## Work task
Below this line is the material. Write out only its lines from the one containing "Where can the green" through the one containing "Sample: <point>5,270</point>", both kept, exactly.

------------------------------

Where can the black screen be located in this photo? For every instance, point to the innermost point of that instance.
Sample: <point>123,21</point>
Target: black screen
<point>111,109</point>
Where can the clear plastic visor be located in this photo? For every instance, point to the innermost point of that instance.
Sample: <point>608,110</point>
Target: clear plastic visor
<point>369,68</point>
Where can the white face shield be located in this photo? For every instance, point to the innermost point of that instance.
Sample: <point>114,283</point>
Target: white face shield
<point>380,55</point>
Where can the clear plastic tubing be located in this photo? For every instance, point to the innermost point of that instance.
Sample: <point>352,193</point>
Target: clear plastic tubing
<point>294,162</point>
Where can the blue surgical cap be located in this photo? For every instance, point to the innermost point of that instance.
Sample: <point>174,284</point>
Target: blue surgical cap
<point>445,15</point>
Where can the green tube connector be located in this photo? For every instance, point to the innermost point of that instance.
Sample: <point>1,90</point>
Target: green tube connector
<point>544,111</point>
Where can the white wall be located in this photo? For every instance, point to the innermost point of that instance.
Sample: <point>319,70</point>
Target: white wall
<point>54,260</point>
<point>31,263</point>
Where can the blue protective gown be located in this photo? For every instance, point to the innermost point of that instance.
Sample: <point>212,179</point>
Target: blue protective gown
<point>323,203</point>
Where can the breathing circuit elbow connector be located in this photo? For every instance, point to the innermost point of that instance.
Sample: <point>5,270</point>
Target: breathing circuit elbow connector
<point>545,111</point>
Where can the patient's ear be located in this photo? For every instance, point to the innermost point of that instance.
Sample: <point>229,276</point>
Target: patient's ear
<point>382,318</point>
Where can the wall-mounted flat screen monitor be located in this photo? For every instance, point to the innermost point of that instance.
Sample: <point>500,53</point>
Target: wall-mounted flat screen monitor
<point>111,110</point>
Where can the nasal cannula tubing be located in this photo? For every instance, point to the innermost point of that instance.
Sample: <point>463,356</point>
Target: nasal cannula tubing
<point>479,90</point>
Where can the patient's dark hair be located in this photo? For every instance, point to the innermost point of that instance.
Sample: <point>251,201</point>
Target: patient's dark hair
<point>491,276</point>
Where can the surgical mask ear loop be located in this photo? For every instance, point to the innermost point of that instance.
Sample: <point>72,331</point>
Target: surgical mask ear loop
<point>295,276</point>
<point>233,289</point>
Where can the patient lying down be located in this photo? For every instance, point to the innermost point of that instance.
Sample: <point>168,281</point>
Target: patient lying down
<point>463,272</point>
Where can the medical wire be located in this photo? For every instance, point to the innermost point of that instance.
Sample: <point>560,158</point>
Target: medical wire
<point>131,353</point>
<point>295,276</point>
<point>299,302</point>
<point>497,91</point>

------------------------------

## Output below
Where can the green tube connector be located in this photo? For every instance, point to the innermost point of that instance.
Sample: <point>1,90</point>
Target: green tube connector
<point>544,111</point>
Where can the white wall be located in this photo? For every instance, point to the innermost point of that instance.
Sample: <point>319,70</point>
Target: white wall
<point>54,260</point>
<point>31,263</point>
Where can the blue protective gown be located in this photo? For every instance, point to the innermost point of that instance.
Sample: <point>212,179</point>
Target: blue protective gown
<point>323,203</point>
Where can the breathing circuit elbow connector be located in this photo? For every instance, point to the innermost point of that instance.
Sample: <point>5,270</point>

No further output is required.